What is asked
Please count the lines in the rows below that contain the word "blue". Reply with the number alone.

(Photo labels with boxes)
--------
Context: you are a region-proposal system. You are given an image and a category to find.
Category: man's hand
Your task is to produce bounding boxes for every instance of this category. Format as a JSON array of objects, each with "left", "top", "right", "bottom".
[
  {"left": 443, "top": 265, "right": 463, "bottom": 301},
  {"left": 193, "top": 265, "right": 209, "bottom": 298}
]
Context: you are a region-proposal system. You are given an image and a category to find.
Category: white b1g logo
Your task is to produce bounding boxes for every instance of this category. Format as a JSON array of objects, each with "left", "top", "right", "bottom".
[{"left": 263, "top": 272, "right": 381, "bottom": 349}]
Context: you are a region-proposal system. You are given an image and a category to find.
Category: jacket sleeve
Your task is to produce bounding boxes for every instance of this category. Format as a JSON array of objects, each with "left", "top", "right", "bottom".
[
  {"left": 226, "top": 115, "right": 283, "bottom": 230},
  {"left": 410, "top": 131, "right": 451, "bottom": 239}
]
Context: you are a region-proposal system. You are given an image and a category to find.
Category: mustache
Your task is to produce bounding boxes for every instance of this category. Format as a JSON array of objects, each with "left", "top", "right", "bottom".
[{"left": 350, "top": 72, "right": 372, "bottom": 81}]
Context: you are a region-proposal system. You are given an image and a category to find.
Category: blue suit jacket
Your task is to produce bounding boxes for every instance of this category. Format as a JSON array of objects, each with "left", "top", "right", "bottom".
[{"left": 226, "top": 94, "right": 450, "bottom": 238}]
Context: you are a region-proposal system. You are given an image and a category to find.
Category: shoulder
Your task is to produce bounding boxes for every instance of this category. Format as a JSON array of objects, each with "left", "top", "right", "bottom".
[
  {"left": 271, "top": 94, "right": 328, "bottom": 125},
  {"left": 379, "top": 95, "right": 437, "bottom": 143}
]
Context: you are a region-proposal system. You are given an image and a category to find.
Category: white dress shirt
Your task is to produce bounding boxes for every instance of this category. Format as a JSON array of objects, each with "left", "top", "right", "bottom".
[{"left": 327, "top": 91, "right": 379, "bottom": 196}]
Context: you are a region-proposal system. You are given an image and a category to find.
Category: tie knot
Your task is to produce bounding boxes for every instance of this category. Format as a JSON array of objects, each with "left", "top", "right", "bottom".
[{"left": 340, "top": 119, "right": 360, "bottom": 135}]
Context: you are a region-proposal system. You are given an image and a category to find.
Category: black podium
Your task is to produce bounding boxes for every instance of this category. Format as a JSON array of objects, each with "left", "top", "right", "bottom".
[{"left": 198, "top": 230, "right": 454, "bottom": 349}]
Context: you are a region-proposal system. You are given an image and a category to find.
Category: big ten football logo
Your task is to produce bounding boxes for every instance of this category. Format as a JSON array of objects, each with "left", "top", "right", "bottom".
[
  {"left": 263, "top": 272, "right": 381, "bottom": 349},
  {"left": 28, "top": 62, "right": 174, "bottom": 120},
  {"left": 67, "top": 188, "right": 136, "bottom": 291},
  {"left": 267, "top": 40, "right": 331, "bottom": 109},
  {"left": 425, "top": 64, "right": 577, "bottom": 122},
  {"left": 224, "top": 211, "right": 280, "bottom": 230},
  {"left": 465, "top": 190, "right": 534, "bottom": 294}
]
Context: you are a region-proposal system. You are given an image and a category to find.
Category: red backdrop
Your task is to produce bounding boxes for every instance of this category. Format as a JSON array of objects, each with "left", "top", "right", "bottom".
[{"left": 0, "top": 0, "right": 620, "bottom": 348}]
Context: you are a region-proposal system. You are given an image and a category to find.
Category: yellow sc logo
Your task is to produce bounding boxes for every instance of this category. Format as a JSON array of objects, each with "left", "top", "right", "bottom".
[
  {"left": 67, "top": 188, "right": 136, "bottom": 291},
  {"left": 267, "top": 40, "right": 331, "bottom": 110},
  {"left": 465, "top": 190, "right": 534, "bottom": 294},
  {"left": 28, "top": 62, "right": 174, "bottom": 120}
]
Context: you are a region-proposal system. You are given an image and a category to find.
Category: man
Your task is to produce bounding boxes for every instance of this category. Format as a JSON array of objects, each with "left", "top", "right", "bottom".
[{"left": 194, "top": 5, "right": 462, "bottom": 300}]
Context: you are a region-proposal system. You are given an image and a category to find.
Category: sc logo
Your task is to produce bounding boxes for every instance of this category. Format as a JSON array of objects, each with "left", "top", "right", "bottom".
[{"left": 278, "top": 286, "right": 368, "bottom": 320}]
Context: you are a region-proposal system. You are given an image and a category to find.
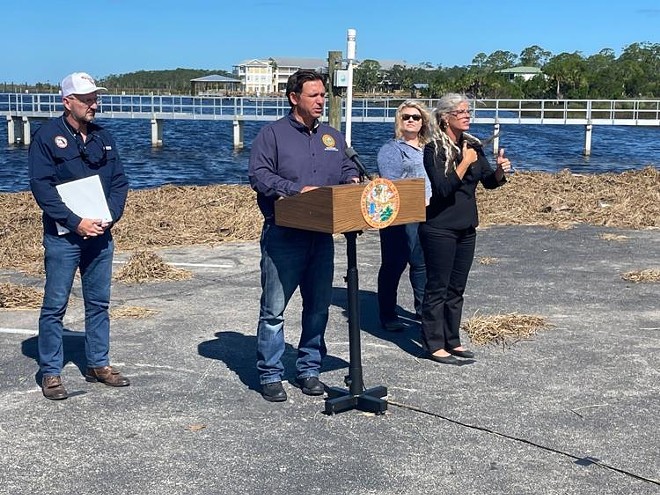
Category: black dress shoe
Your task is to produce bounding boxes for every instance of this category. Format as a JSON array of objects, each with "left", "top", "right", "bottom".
[
  {"left": 261, "top": 382, "right": 286, "bottom": 402},
  {"left": 447, "top": 349, "right": 474, "bottom": 359},
  {"left": 429, "top": 354, "right": 460, "bottom": 364},
  {"left": 296, "top": 376, "right": 325, "bottom": 395},
  {"left": 41, "top": 375, "right": 69, "bottom": 400}
]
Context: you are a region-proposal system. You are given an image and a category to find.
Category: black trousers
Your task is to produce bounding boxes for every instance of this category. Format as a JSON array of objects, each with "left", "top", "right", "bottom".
[
  {"left": 419, "top": 223, "right": 477, "bottom": 353},
  {"left": 378, "top": 223, "right": 426, "bottom": 323}
]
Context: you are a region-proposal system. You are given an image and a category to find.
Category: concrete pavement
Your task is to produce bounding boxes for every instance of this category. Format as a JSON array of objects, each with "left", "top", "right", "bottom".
[{"left": 0, "top": 226, "right": 660, "bottom": 495}]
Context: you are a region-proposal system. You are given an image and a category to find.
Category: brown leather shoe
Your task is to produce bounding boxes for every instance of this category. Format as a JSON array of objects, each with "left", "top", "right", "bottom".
[
  {"left": 41, "top": 375, "right": 69, "bottom": 400},
  {"left": 85, "top": 366, "right": 131, "bottom": 387}
]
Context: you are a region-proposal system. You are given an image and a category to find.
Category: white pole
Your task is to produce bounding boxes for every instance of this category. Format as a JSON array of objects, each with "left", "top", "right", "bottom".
[{"left": 346, "top": 29, "right": 355, "bottom": 146}]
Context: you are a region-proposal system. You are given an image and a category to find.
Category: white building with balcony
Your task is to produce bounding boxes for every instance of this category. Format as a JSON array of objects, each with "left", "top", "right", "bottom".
[{"left": 232, "top": 57, "right": 328, "bottom": 95}]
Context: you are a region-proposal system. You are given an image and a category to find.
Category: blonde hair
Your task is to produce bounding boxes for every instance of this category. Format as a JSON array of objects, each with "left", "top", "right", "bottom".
[
  {"left": 432, "top": 93, "right": 481, "bottom": 175},
  {"left": 394, "top": 100, "right": 432, "bottom": 148}
]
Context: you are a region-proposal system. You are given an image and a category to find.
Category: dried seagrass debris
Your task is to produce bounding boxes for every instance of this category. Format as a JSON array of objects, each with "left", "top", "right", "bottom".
[
  {"left": 0, "top": 170, "right": 660, "bottom": 273},
  {"left": 110, "top": 306, "right": 158, "bottom": 320},
  {"left": 113, "top": 250, "right": 192, "bottom": 283},
  {"left": 479, "top": 256, "right": 499, "bottom": 265},
  {"left": 598, "top": 232, "right": 628, "bottom": 242},
  {"left": 0, "top": 282, "right": 44, "bottom": 309},
  {"left": 461, "top": 313, "right": 553, "bottom": 346},
  {"left": 621, "top": 268, "right": 660, "bottom": 283}
]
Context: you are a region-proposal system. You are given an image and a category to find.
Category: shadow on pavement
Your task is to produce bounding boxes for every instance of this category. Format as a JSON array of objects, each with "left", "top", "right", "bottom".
[
  {"left": 197, "top": 331, "right": 348, "bottom": 392},
  {"left": 21, "top": 330, "right": 87, "bottom": 386}
]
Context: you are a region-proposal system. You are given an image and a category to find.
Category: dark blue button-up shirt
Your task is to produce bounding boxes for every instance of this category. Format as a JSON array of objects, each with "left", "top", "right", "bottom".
[
  {"left": 28, "top": 116, "right": 128, "bottom": 234},
  {"left": 248, "top": 113, "right": 358, "bottom": 219}
]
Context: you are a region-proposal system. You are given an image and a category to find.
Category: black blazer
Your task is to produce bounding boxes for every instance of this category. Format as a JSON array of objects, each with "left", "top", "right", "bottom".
[{"left": 424, "top": 141, "right": 506, "bottom": 230}]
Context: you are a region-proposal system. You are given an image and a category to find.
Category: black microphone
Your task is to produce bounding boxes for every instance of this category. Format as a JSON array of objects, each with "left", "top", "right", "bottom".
[{"left": 346, "top": 146, "right": 369, "bottom": 182}]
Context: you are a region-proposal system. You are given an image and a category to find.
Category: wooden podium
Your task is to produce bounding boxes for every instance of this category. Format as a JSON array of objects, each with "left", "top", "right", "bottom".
[
  {"left": 275, "top": 179, "right": 426, "bottom": 414},
  {"left": 275, "top": 179, "right": 426, "bottom": 234}
]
--------
Answer to the problem
2